*** Provided passage

That brought the total to 41,628 confirmed COVID cases in Wyoming since the pandemic began. Wyoming has been adding an average of 269.3 new confirmed cases per day over the last seven days.

Statewide Thursday, 66 additional probable cases were also reported, bringing the total to 7,073.

No additional COVID related deaths were reported Thursday. The WDH announced 33 additional COVID-19 related deaths among Wyoming residents on Tuesday. There have been 522 total COVID-19 related deaths since the pandemic began. In Natrona County, 103 COVID related deaths have been reported.

COVID-19 hospitalizations rose to to 89 on Thursday, up from 82 on Wednesday. Hospitalizations dropped below 90 for the first time since October on Wednesday, according to the WDH. Wyoming saw a peak of 247 COVID-19 patients hospitalized with COVID across the state on Nov. 30.

******
*** Information shown

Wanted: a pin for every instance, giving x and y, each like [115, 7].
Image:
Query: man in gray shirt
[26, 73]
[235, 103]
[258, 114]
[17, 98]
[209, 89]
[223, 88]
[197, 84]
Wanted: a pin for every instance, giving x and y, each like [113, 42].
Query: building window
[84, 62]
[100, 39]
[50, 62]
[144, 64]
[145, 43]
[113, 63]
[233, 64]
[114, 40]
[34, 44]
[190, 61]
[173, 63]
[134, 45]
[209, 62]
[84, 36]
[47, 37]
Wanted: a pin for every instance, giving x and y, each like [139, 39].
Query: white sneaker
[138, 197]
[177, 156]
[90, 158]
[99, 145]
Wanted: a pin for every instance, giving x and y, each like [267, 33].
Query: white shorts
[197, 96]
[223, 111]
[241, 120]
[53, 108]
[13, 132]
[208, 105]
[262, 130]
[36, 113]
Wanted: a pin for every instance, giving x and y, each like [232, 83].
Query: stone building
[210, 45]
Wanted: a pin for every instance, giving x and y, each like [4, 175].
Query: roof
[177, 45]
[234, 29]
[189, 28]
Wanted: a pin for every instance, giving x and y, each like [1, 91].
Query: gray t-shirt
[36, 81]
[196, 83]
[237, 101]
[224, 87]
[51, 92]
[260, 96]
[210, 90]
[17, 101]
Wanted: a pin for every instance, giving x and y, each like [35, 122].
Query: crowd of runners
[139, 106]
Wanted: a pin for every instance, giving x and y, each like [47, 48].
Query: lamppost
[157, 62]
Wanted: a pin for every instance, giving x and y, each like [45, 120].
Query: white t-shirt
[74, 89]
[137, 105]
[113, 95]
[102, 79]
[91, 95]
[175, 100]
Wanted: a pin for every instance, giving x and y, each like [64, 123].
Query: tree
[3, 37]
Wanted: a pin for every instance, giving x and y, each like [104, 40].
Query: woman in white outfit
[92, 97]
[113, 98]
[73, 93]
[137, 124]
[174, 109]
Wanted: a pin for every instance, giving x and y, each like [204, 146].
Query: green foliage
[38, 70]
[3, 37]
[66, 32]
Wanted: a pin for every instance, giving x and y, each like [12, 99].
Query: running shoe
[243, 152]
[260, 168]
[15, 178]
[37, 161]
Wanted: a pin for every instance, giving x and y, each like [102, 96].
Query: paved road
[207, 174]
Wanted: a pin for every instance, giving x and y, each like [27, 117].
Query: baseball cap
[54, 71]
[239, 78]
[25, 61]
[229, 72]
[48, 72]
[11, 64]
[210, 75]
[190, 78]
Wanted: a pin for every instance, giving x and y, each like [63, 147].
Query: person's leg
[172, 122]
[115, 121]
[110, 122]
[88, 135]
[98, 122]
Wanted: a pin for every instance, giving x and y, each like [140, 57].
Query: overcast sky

******

| Work request |
Copy out the Wyoming COVID-19 case report above word for word, from its first sentence to its last.

| Exercise solution |
That brought the total to 41,628 confirmed COVID cases in Wyoming since the pandemic began. Wyoming has been adding an average of 269.3 new confirmed cases per day over the last seven days.

Statewide Thursday, 66 additional probable cases were also reported, bringing the total to 7,073.

No additional COVID related deaths were reported Thursday. The WDH announced 33 additional COVID-19 related deaths among Wyoming residents on Tuesday. There have been 522 total COVID-19 related deaths since the pandemic began. In Natrona County, 103 COVID related deaths have been reported.

COVID-19 hospitalizations rose to to 89 on Thursday, up from 82 on Wednesday. Hospitalizations dropped below 90 for the first time since October on Wednesday, according to the WDH. Wyoming saw a peak of 247 COVID-19 patients hospitalized with COVID across the state on Nov. 30.